Return nothing but the lines from the line with "Could you point to the boat hull" through the last line of the entries that follow, copied exactly and free of pictures.

────

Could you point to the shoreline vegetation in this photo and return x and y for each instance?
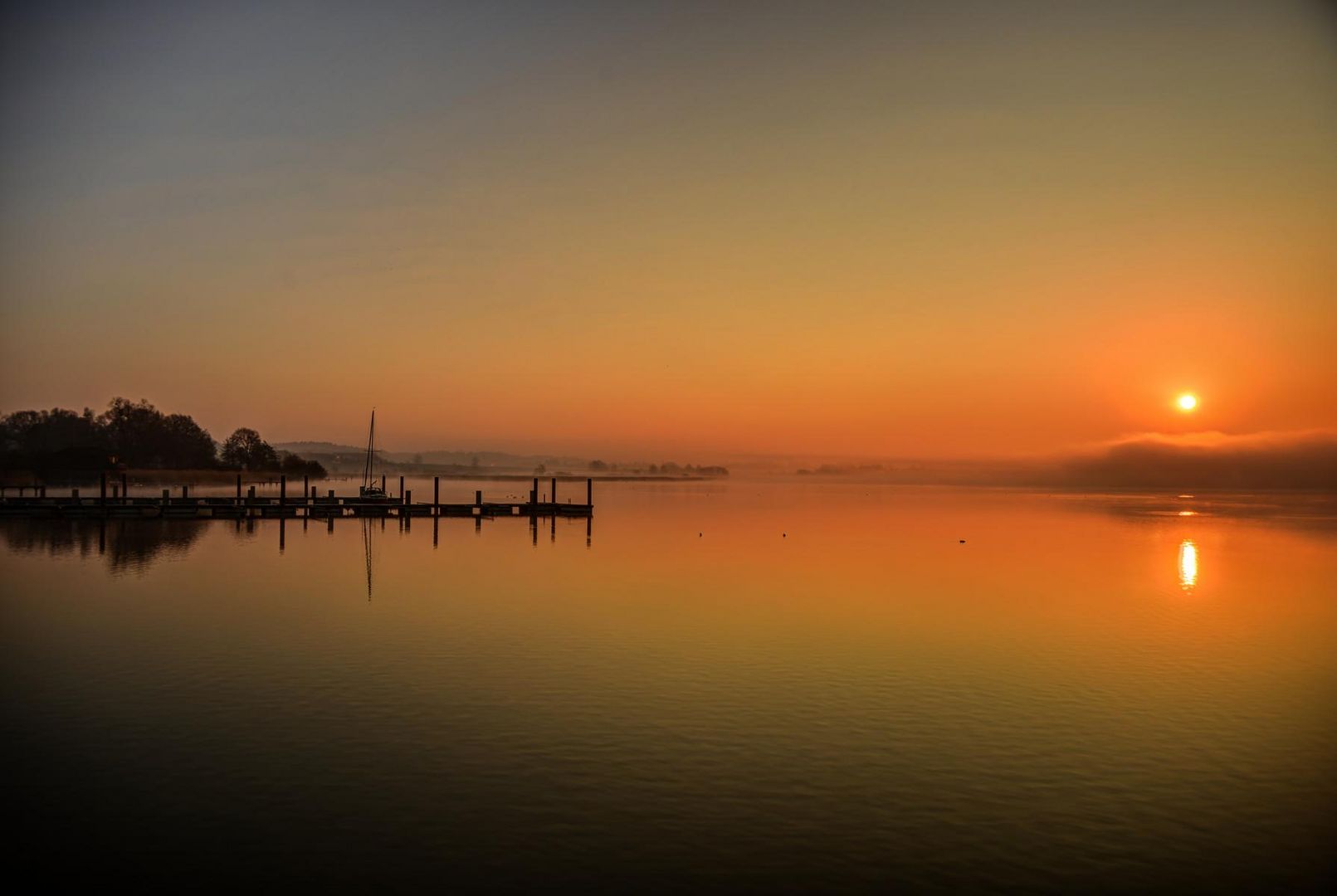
(137, 439)
(61, 444)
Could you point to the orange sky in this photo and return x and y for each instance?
(678, 231)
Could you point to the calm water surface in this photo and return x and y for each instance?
(715, 685)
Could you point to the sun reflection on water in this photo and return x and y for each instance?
(1188, 565)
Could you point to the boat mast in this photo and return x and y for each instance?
(371, 452)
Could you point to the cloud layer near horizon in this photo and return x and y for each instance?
(1203, 460)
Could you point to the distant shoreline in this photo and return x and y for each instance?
(251, 478)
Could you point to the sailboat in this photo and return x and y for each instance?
(369, 487)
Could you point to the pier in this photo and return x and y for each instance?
(115, 502)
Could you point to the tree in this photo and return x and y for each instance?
(247, 451)
(139, 435)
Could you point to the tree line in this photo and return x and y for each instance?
(135, 436)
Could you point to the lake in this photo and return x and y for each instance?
(713, 685)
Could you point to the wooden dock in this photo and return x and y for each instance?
(34, 502)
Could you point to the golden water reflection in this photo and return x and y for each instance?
(1188, 565)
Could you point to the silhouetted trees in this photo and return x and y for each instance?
(127, 434)
(245, 450)
(130, 434)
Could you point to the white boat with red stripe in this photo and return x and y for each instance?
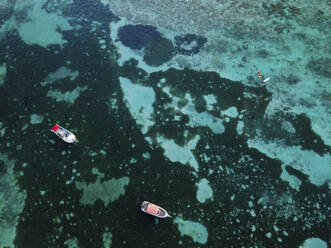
(64, 134)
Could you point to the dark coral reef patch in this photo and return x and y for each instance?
(137, 36)
(158, 51)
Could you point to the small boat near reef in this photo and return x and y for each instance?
(64, 134)
(154, 210)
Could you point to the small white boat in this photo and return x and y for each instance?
(154, 210)
(64, 134)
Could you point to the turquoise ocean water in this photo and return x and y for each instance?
(218, 111)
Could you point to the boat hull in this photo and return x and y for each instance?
(152, 209)
(64, 134)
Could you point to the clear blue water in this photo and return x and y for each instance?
(166, 112)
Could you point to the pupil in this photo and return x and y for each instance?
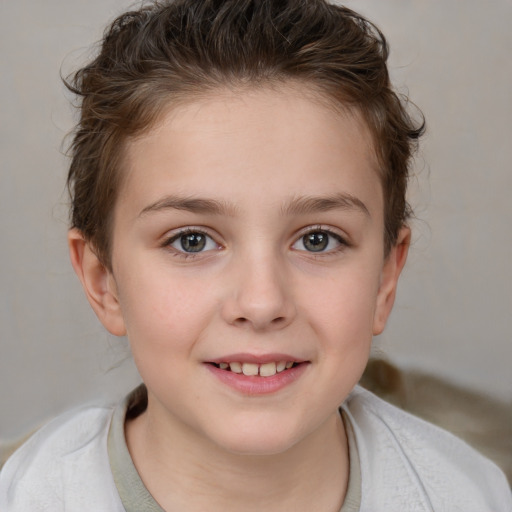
(316, 241)
(193, 242)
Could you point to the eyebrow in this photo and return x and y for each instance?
(296, 206)
(190, 204)
(314, 204)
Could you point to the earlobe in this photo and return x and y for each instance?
(98, 283)
(391, 270)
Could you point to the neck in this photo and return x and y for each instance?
(185, 472)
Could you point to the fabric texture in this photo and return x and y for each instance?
(405, 464)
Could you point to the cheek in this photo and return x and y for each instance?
(342, 309)
(164, 311)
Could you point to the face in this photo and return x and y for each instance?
(248, 266)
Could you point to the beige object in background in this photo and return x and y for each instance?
(454, 307)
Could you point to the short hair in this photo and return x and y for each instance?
(173, 51)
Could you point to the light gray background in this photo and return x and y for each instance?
(453, 314)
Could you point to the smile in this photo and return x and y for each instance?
(254, 369)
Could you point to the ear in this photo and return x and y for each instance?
(98, 282)
(391, 270)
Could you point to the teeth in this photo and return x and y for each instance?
(268, 369)
(250, 369)
(253, 369)
(235, 367)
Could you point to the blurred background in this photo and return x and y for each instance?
(453, 313)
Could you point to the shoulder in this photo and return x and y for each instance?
(406, 461)
(64, 466)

────

Expected answer:
Could you point to the boat hull in this photo and return x and y for each instance?
(152, 209)
(64, 134)
Could you point to the clear blue water in this photo and return x and y for each instance?
(166, 112)
Could you point to the pupil in this photo and return x and y for each instance?
(316, 241)
(193, 242)
Could you point to the eyebrow in this photo and return x and y for each instance?
(296, 206)
(190, 204)
(314, 204)
Could you point to the earlobe in this photo and return x and y for each instance?
(98, 283)
(391, 270)
Could you point to the neck in this photo and return x and y for each instance?
(185, 472)
Could you point to the fabric texture in this photo and return x and y for each instance?
(405, 464)
Could you point to the cheek in this photo and return x and y for each instance?
(342, 309)
(164, 311)
Could you point to the face in this photo and return x and y for each instance?
(248, 266)
Could you point to the beige object in background in this photo and return x and y for each instance?
(454, 307)
Could you point to the short hair in this photo and return x and y for each instance?
(173, 51)
Could you point to the light gray background in this photo and return x and y for each instance?
(453, 314)
Could you point to the smile in this photo and return x and y for each instance?
(254, 369)
Could you point to the ear in this photo and return x and y for each instance?
(98, 282)
(391, 270)
Could you point to the teeth in this photo and return x and y for each instance?
(268, 369)
(250, 369)
(253, 369)
(235, 367)
Could you point to the blurred background in this photo and return x and y for each instance?
(453, 313)
Could you point to the shoulder in this photo and return x and y for each instance?
(406, 461)
(64, 466)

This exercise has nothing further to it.